Países que ‘ninguém que viajar’ buscam turistas

Em princípio, muito poucos aceitariam passar férias em países que só costumam aparecer na mídia porque seus cidadãos são extremamente pobres, porque seu território é palco de um conflito, porque a criminalidade está na ordem do dia… Em alguns casos, são realidades palpáveis e, em outros, na verdade, a imagem ainda está maculada por episódios de tempos passados. Seus representantes sabem que a opinião pública pesa e que está contra eles mas, mesmo assim, na Feira Internacional de Turismo de Madri 2018 (Fitur), realizada entre 17 e 21 de janeiro passados, os visitantes encontraram pacotes promocionais de alguns desses lugares, que mostraram sua melhor face e reivindicaram seu valor como destino turístico.

__INSTRUÇÕES DO EXERCÍCIO__. Estenda o texto sobre a divulgação turística de países com imagem negativa na Fitur 2018, começando logo após a última frase apresentada. Os dados têm origem em outra fonte.

__DADOS FORNECIDOS__.
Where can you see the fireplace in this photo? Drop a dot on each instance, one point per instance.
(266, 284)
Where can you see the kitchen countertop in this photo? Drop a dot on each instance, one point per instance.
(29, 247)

__RESPOSTA__.
Entre os argumentos, estão o de que os turistas podem ajudar a combater a pobreza e contribuir para seu desenvolvimento sustentável, fomentar a paz, estabilizar tensões, entender melhor sua história e seus problemas. E todos, alegam, são mais seguros do que acredita a opinião pública.

República Islâmica do Irã

 - REVISTA MAISJR

Pensar no Irã é pensar, automaticamente, em seu programa nuclear, em Khomeini e na revolução religiosa que liderou em 1979 e que transformou o país na República Islâmica que é hoje. Questiona-se a censura e a obrigatoriedade do véu feminino e as notícias que chegam ultimamente têm a ver com a intenção do presidente dos Estados Unidos, Donald Trump, de sacrificar o pacto nuclear mantido pelos dois países. Ou com as revoltas na cidade de Mashad. Mas o Irã é considerado um país estável para o qual viajam cada vez mais turistas atraídos por seu tremendo legado histórico, artístico e arquitetônico, com 17 locais protegidos pela Unesco. Também por suas cidades em plena rota da seda, como Kasahn, a labiríntica Yadz ou Persépolis, a antiga capital do império persa.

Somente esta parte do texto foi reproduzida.